**GIVEN EXERCISE**
Render every entry below as a row of a two-column CSV headed text,answer. Put each entry's text and its answer in one quoted field apiece, and turn any line breaks into spaces.
◇ ◇ ◇ ◇ ◇ ◇ ◇
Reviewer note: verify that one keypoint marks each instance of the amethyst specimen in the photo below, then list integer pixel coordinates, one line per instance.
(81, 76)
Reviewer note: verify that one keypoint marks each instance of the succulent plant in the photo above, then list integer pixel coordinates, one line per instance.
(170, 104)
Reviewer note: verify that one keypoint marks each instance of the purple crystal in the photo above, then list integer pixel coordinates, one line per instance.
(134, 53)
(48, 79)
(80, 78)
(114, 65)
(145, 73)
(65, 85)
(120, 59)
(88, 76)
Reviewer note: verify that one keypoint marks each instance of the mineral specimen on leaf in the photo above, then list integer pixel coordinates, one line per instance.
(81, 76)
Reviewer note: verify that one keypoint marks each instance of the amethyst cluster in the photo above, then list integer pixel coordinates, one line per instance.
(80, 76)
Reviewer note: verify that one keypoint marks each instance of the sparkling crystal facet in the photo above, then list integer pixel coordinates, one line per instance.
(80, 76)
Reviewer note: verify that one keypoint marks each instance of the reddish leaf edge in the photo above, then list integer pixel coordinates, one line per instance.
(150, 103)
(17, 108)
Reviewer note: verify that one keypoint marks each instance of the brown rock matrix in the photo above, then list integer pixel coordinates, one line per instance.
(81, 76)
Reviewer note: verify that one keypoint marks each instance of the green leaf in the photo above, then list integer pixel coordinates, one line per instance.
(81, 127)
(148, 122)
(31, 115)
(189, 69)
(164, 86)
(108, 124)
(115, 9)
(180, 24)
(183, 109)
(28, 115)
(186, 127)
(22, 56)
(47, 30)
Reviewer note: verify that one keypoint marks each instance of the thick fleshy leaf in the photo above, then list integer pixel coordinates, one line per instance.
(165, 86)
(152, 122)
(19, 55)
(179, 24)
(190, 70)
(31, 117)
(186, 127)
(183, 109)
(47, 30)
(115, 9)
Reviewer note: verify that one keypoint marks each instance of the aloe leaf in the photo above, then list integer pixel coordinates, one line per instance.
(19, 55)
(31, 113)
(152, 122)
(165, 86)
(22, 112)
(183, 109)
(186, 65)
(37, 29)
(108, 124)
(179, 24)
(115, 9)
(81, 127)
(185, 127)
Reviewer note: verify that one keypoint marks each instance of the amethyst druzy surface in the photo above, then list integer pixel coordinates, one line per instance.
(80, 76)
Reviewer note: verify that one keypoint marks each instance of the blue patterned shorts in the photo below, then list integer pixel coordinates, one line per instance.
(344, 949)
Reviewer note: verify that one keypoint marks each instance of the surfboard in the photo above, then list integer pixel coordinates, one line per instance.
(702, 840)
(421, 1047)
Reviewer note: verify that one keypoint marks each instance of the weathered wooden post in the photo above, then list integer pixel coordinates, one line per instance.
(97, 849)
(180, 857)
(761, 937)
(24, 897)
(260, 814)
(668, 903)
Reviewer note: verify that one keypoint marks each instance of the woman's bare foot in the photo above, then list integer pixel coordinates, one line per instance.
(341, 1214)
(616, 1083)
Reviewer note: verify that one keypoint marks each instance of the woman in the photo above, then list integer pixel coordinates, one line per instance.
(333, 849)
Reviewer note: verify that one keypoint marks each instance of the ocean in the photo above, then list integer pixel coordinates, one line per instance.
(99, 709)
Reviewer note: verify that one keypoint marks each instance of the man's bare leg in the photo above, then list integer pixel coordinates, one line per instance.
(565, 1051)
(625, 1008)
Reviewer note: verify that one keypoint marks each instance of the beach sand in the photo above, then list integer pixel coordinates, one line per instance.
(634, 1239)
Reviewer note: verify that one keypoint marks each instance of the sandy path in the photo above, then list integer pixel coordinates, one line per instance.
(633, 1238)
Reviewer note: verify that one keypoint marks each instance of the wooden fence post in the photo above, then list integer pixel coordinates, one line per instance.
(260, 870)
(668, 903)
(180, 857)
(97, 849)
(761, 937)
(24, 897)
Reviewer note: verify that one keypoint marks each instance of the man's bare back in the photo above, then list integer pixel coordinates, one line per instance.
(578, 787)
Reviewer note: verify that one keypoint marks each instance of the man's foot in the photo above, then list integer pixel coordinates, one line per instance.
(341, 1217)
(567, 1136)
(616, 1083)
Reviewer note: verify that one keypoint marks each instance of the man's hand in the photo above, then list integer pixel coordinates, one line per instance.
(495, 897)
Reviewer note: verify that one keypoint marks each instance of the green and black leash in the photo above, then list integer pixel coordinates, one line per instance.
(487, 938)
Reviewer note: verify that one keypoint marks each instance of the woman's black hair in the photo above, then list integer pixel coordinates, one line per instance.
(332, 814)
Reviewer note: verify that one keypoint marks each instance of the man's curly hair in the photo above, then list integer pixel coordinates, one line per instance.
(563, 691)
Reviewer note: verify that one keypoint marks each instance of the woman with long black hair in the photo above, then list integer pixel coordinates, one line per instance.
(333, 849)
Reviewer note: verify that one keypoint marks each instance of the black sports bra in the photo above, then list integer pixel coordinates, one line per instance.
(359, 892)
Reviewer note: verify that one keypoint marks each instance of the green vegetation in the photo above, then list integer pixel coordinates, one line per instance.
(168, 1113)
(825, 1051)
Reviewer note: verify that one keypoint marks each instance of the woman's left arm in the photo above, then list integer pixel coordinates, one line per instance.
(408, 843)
◇ ◇ ◇ ◇ ◇ ◇ ◇
**WRITTEN RESPONSE**
text,answer
"Reviewer note: verify that one keypoint marks each instance of the amethyst specimen in the photo below, then list integer pixel coordinates, one line per instance.","(81, 76)"
"Reviewer note: verify that one keypoint marks each instance of the succulent plant in the photo above, then list integer pixel coordinates, one line per instance.","(170, 104)"
"Reviewer note: verify that one keypoint marks each instance of the purple crystal in the photo above, then list integer pixel coordinates, one line per instance.","(134, 53) (48, 79) (80, 78) (114, 65) (145, 73) (65, 85) (120, 59) (88, 76)"
"Reviewer note: verify that one keypoint marks each instance of the mineral specimen on leaf in the photo above, then list integer pixel coordinates, one line per instance.","(81, 76)"
"Reviewer note: verify that one keypoint marks each instance of the amethyst cluster in the photo above, then list integer pixel coordinates, one line per instance.","(80, 76)"
"Reviewer note: verify that one keypoint marks each instance of the sparkling crystal facet in the photo above, then list integer pixel coordinates, one line per instance.","(80, 76)"
"Reviewer note: verify that one keypoint marks each instance of the reddish leaf edge in the photo above, then list integer pixel coordinates, one line per instance.","(150, 103) (17, 108)"
"Reviewer note: verify that one keypoint marks each instance of the brown rock matrix in the photo above, then list integer pixel coordinates, one line per instance.","(81, 76)"
"Reviewer note: verify that one keypoint marks each instance of the green leaf in the photo above, then list integer pixel coordinates, one line per instance.","(81, 127) (148, 122) (31, 115) (189, 69) (164, 86) (108, 124) (115, 9) (180, 24) (183, 109) (28, 115) (186, 127) (22, 56) (47, 30)"
"Reviewer note: verify that one keypoint marks each instance of the thick fleshy leaf in the photo above, then list integer pixel coordinates, one line per instance.","(165, 86) (152, 122) (19, 55) (179, 24) (190, 70) (31, 117) (186, 127) (183, 109) (47, 30) (115, 9)"
"Reviewer note: verify that one keypoint marks each instance of the aloe leaf in the photo above, then list integer pixel coordinates, one line per instance.","(19, 55) (31, 113) (152, 122) (165, 86) (22, 112) (183, 109) (186, 65) (37, 29) (108, 124) (179, 24) (115, 9) (81, 127) (185, 127)"
"Reviewer note: verify that one keypoint marks each instance of the amethyst druzy surface in the photo above, then list integer pixel coordinates, one line per instance.","(80, 76)"
"Reviewer note: verify that one keypoint marks each instance of the blue patterned shorts in the photo below, then list integer pixel coordinates, one line per instance.","(344, 949)"
"Reviewer note: verify that one keypoint marks each instance of the surfboard in the photo above, then list integer pixel coordinates, one line per instance.","(702, 840) (421, 1047)"
"Reviewer note: verify that one keypoint marks each instance of the weathered wooden post in the photo above, then list integer pixel coordinates, one line per instance.","(97, 849) (180, 857) (761, 937) (24, 897) (260, 814) (668, 903)"
"Reviewer note: verify that one keypoint marks each instance of the woman's bare foot in the photo above, then list integer pixel coordinates, one line per instance.","(341, 1214) (616, 1083)"
"Reviewer note: verify that one keypoint marks each instance of the woman in the photo above, then list integer pixel coordinates, one line per instance.","(333, 849)"
"Reviewer note: verify that one keypoint marks each instance of the ocean in the photo above, then list integer pixel coordinates, one line per instance.","(99, 709)"
"Reviewer note: verify that one keypoint marks each instance of the man's bare leg in the photo above, then list integer pixel coordinates, one line per instance.","(565, 1051) (625, 1008)"
"Reviewer note: verify that one keypoint marks each instance of the beach sand in the photo above, then list integer pixel coordinates, one line per instance.","(634, 1239)"
"Reviewer note: verify that one keypoint marks each instance of the sandy path in the photo above, then list integer pixel coordinates, one line per instance.","(633, 1238)"
"Reviewer note: verify that one keypoint marks each instance of the wooden fence post in the photo above, then list integer pixel coordinates, one line per instance.","(260, 870) (668, 903) (180, 857) (97, 849) (761, 937) (24, 897)"
"Reviewer note: verify that one keypoint marks each instance of the man's bare back in the photo above, then list integer pixel coordinates, one line per instance.","(578, 787)"
"Reviewer note: verify that one keypoint marks each instance of the man's foot in the photo above, then list integer pixel coordinates, one line per instance.","(341, 1217) (567, 1136) (616, 1083)"
"Reviewer note: verify that one keypoint marks each instance of the man's hand in the photo above, then list integer pixel coordinates, one line per instance.","(495, 897)"
"Reviewer note: verify that one keypoint marks each instance of the green and black leash in the photo above, then list integer pixel coordinates, one line per instance.","(487, 938)"
"Reviewer note: verify that one keypoint marks each instance of the woman's black hair in the photo above, then list integer pixel coordinates, one line per instance.","(332, 814)"
"Reviewer note: verify that one keypoint marks each instance of the man's curly hair in the photo above, then list integer pixel coordinates, one line per instance.","(563, 691)"
"Reviewer note: verify that one keypoint marks each instance of the woman with long black hair in the photo above, then list integer pixel coordinates, one line per instance.","(333, 849)"
"Reviewer note: verify that one keypoint marks each instance of the black sports bra in the photo above, then list integer pixel coordinates, one line per instance.","(359, 892)"
"Reviewer note: verify that one keypoint marks each instance of the green vegetation in the photo above, then list integer pixel coordinates, one line per instance.","(168, 1113) (825, 1051)"
"Reviewer note: verify that one keypoint marks each instance of the woman's left arm in the photo above, then list integer pixel coordinates, one line per instance.","(408, 843)"